> **GOAL**: Copy out every line of the material below that contains the string "yellow". Case counts.

....

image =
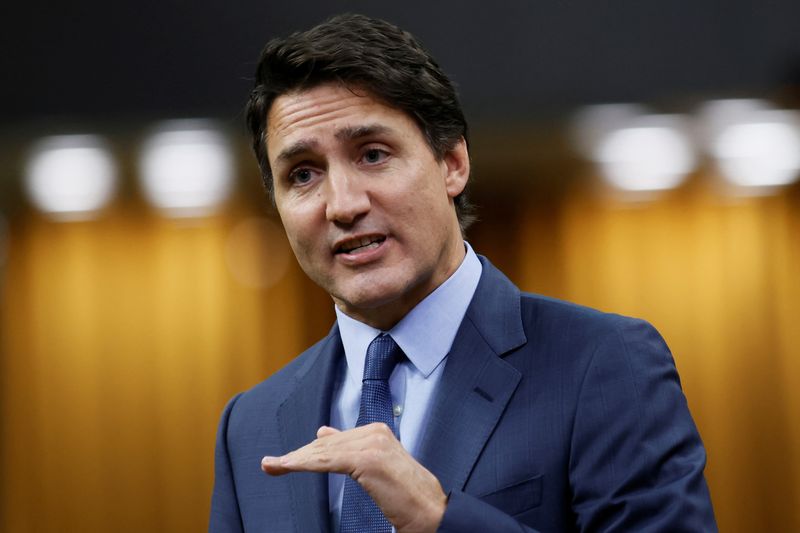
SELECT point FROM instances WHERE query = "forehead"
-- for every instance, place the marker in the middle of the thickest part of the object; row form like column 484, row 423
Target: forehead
column 327, row 109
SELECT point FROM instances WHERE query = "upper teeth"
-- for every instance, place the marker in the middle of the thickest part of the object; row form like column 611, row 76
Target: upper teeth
column 351, row 245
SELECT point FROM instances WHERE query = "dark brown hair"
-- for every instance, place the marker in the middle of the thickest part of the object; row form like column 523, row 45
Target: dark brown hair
column 364, row 54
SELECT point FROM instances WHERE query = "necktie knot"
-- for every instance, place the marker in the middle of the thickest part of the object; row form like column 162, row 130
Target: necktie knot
column 382, row 356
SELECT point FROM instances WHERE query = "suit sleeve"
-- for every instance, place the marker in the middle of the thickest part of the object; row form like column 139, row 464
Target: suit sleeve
column 636, row 459
column 225, row 515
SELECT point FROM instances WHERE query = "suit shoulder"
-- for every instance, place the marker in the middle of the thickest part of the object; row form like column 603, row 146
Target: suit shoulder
column 547, row 313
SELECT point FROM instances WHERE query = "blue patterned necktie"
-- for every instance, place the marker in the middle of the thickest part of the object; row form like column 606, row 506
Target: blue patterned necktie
column 360, row 514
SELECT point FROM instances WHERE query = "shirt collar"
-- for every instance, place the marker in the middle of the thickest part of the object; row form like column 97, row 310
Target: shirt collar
column 427, row 332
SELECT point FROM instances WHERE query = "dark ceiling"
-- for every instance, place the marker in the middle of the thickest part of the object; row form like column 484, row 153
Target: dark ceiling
column 111, row 60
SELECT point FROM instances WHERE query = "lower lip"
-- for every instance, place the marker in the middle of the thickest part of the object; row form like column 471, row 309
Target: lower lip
column 363, row 257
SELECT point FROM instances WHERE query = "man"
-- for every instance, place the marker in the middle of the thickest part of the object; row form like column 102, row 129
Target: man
column 442, row 399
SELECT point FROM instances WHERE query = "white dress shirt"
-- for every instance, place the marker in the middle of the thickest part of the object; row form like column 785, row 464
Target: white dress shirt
column 425, row 335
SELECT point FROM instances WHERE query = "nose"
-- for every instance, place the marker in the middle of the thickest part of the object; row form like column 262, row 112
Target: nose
column 347, row 198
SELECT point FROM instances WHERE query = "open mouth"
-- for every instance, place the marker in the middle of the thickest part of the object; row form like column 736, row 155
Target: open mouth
column 361, row 244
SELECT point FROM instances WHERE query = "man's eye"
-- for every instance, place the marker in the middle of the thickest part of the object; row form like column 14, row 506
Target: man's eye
column 301, row 176
column 374, row 155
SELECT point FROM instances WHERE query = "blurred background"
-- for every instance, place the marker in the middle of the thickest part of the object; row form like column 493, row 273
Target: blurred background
column 637, row 157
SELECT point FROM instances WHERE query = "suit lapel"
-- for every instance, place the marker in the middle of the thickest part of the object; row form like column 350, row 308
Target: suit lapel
column 305, row 409
column 476, row 383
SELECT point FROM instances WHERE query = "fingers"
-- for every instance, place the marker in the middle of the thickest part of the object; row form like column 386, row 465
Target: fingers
column 334, row 451
column 325, row 431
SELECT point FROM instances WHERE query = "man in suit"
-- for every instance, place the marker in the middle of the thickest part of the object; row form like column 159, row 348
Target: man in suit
column 443, row 398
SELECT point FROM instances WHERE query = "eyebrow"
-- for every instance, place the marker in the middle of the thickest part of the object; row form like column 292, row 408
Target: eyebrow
column 348, row 134
column 297, row 148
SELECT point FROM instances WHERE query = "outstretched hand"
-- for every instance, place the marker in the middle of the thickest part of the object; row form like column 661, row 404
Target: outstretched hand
column 407, row 493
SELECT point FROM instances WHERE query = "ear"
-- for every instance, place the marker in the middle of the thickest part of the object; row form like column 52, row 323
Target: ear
column 456, row 165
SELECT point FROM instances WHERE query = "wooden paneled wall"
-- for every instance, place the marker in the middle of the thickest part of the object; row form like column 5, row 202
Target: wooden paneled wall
column 123, row 338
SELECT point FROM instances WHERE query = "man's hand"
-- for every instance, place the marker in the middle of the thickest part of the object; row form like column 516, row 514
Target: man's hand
column 410, row 496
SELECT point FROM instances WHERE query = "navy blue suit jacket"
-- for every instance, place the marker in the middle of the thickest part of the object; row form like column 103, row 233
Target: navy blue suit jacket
column 549, row 417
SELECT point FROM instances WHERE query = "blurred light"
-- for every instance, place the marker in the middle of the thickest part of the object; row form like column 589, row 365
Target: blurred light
column 648, row 153
column 257, row 253
column 593, row 123
column 187, row 169
column 756, row 148
column 70, row 177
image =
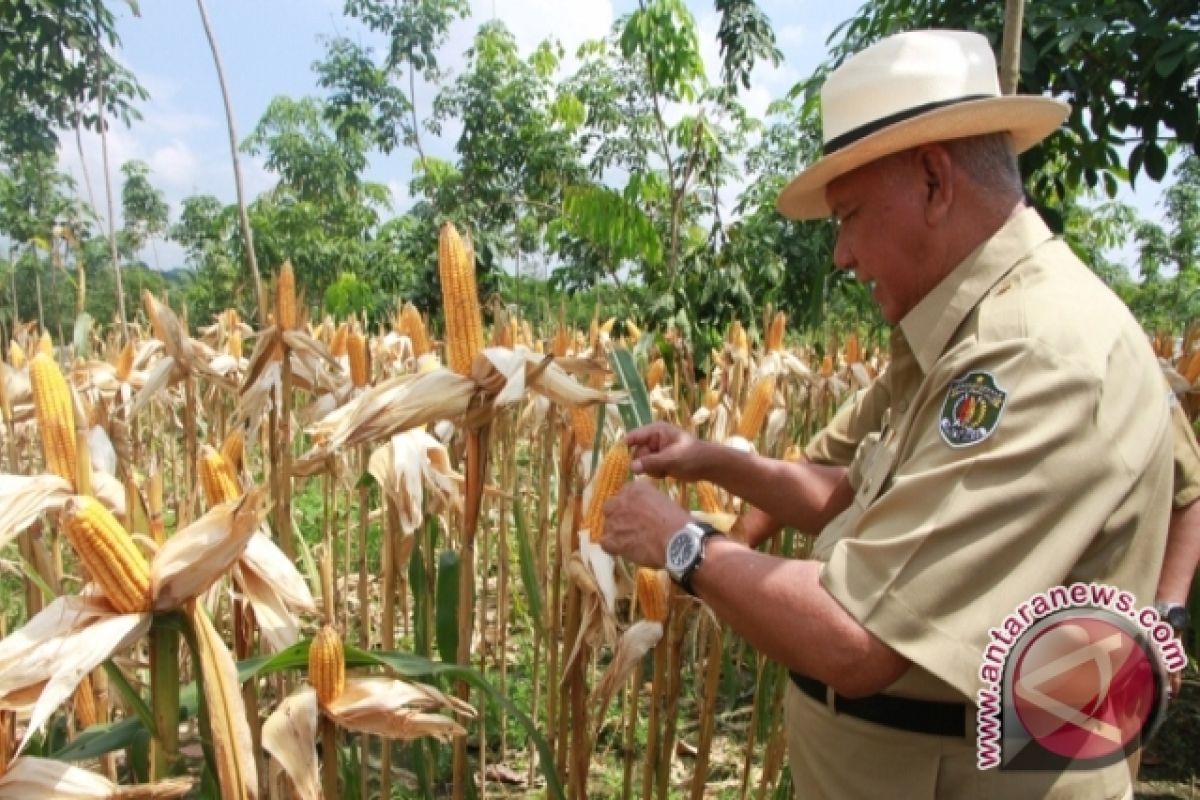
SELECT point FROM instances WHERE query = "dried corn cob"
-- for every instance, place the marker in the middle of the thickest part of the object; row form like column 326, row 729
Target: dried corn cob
column 327, row 665
column 460, row 301
column 611, row 475
column 357, row 352
column 217, row 477
column 17, row 356
column 653, row 594
column 654, row 373
column 775, row 332
column 286, row 298
column 757, row 404
column 55, row 416
column 413, row 326
column 708, row 498
column 108, row 554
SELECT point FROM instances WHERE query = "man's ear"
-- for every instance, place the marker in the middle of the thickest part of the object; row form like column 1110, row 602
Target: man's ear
column 937, row 172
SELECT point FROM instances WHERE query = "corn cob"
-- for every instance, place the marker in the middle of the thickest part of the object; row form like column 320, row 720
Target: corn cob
column 611, row 475
column 460, row 301
column 413, row 326
column 708, row 498
column 327, row 665
column 55, row 416
column 757, row 404
column 108, row 554
column 337, row 346
column 583, row 422
column 775, row 332
column 653, row 594
column 16, row 356
column 357, row 352
column 654, row 373
column 125, row 362
column 286, row 298
column 217, row 477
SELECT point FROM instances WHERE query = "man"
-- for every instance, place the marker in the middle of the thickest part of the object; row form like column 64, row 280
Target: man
column 1025, row 445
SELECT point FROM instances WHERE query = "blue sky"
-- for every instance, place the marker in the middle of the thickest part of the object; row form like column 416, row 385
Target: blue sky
column 268, row 48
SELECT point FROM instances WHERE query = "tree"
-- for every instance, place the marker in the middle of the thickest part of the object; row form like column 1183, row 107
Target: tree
column 57, row 55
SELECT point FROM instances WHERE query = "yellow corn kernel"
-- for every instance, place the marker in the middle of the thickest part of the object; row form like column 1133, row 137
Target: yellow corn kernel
column 583, row 422
column 357, row 352
column 125, row 362
column 653, row 594
column 327, row 665
column 286, row 298
column 413, row 326
column 108, row 554
column 217, row 477
column 654, row 373
column 84, row 704
column 757, row 404
column 16, row 356
column 775, row 332
column 460, row 301
column 708, row 498
column 55, row 416
column 611, row 475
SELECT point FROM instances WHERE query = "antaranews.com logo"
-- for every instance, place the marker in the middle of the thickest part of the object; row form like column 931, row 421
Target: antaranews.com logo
column 1074, row 678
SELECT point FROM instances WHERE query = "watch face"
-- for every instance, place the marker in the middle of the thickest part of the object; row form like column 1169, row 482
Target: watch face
column 681, row 551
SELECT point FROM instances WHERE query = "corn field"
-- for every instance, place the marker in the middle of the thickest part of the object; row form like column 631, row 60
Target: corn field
column 317, row 560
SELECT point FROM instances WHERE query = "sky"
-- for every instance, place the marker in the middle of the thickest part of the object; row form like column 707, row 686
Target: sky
column 268, row 48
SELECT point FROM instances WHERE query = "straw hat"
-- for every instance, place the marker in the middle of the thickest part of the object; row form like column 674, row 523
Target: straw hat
column 907, row 90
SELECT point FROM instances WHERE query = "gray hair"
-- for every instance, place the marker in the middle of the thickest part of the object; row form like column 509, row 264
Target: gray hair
column 989, row 160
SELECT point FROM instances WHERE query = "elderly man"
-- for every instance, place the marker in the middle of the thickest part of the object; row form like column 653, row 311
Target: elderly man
column 1025, row 444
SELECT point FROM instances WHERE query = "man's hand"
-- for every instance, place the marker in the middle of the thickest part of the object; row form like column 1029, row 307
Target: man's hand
column 639, row 522
column 663, row 450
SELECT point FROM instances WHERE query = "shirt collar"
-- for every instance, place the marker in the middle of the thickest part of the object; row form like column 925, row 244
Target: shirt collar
column 931, row 323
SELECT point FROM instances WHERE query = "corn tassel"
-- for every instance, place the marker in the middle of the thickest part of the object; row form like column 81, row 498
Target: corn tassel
column 757, row 404
column 125, row 362
column 286, row 298
column 217, row 477
column 611, row 475
column 460, row 301
column 327, row 665
column 357, row 352
column 108, row 554
column 55, row 416
column 708, row 498
column 653, row 594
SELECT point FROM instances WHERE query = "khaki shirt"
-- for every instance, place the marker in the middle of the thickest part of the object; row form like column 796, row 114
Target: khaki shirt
column 943, row 539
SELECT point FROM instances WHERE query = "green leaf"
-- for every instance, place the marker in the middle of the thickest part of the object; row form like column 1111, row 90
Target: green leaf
column 528, row 569
column 447, row 612
column 635, row 411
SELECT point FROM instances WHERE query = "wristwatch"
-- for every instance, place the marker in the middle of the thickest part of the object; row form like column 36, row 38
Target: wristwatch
column 685, row 552
column 1174, row 614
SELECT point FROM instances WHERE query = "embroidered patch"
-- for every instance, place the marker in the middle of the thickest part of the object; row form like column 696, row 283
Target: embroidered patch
column 971, row 410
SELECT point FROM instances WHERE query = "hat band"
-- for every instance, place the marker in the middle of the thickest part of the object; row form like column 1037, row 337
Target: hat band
column 863, row 131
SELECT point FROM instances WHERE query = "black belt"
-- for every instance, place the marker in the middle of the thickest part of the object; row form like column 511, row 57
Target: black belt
column 905, row 714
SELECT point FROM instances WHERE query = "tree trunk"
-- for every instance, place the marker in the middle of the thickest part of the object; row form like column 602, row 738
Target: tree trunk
column 1011, row 48
column 246, row 233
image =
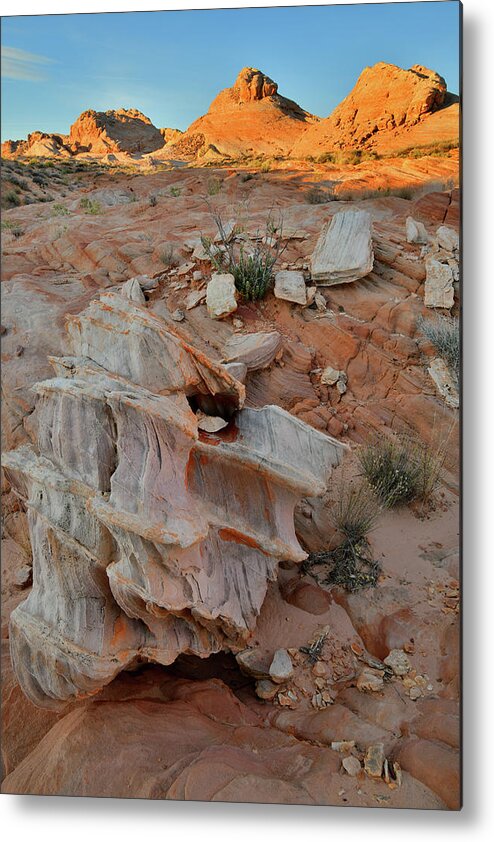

....

> **SOLUTION TO THIS TASK**:
SELECT point FROM instances WHERE query = "yellow corn kernel"
Target: yellow corn kernel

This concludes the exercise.